#### WHAT YOU HAVE TO DO
How many lines in the rows below contain the string "lips"? Reply with the number alone.

--- START EXCERPTED DATA ---

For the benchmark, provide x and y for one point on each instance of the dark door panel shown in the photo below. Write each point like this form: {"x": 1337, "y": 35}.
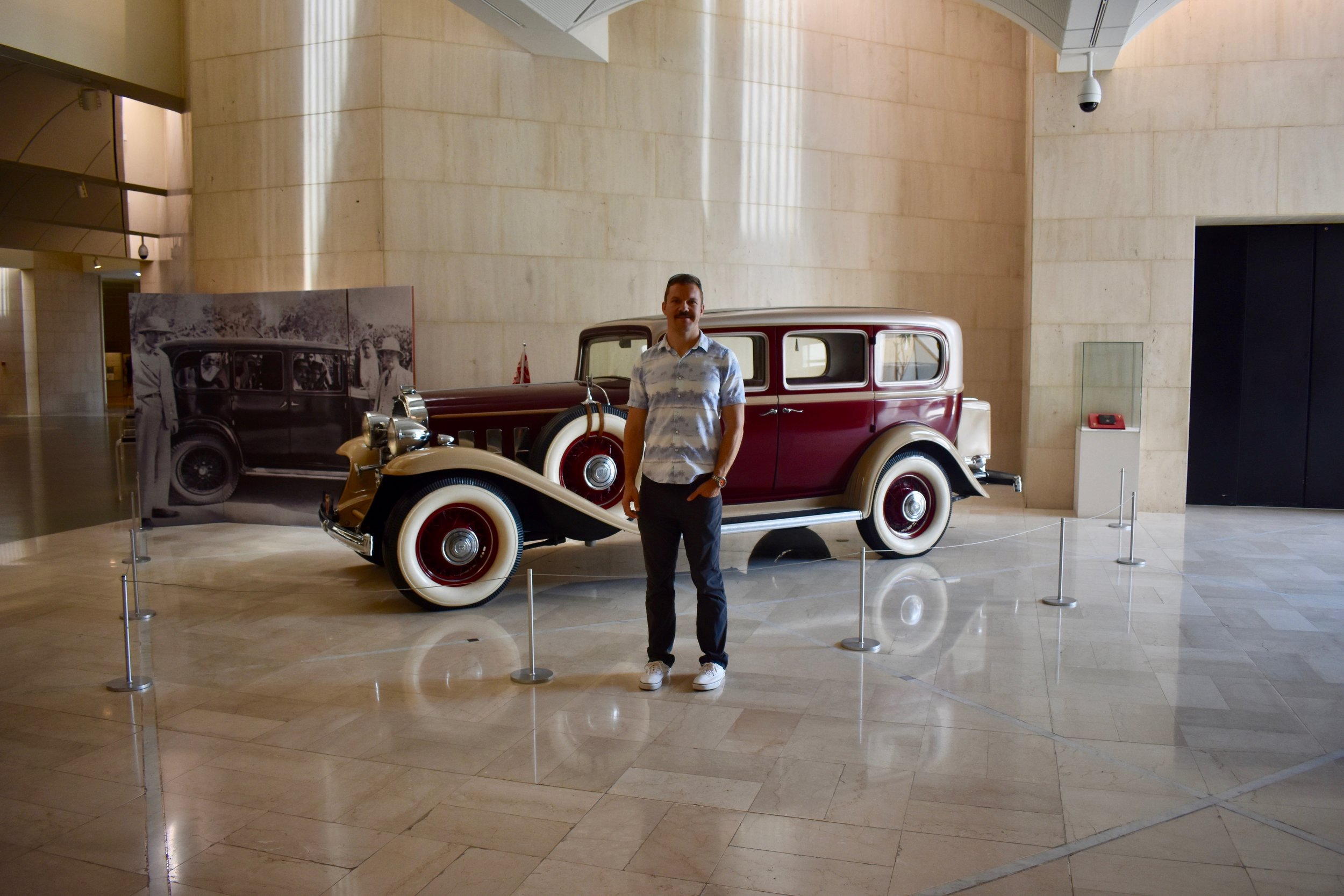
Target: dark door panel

--- END EXCERPTED DATA ---
--- START EXCERPTED DATA ---

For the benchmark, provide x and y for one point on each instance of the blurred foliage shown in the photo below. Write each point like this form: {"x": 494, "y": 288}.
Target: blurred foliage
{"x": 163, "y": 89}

--- END EXCERPTED DATA ---
--- START EXCERPTED DATA ---

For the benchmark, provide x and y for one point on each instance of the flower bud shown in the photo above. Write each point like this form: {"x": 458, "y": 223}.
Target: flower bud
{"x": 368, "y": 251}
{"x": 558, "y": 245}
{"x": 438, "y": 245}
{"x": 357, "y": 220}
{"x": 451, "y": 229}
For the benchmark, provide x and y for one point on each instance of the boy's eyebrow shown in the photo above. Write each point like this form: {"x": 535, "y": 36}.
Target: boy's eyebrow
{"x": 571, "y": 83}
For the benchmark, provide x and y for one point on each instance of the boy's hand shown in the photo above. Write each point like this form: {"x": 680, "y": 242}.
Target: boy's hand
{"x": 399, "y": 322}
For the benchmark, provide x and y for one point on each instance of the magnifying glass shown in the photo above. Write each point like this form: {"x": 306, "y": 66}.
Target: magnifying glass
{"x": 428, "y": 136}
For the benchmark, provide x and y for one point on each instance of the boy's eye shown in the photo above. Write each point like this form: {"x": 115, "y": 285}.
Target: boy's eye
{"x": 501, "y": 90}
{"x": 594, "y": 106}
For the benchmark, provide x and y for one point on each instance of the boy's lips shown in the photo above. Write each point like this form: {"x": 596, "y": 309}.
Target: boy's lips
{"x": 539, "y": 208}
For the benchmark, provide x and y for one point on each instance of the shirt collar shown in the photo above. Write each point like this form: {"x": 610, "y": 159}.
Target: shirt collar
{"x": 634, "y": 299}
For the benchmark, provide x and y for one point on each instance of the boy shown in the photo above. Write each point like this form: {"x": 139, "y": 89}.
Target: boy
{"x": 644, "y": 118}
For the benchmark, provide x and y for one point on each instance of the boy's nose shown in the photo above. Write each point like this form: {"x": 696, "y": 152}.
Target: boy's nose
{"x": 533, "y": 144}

--- END EXCERPTED DATA ---

#### RESPONSE TO THIS EXERCISE
2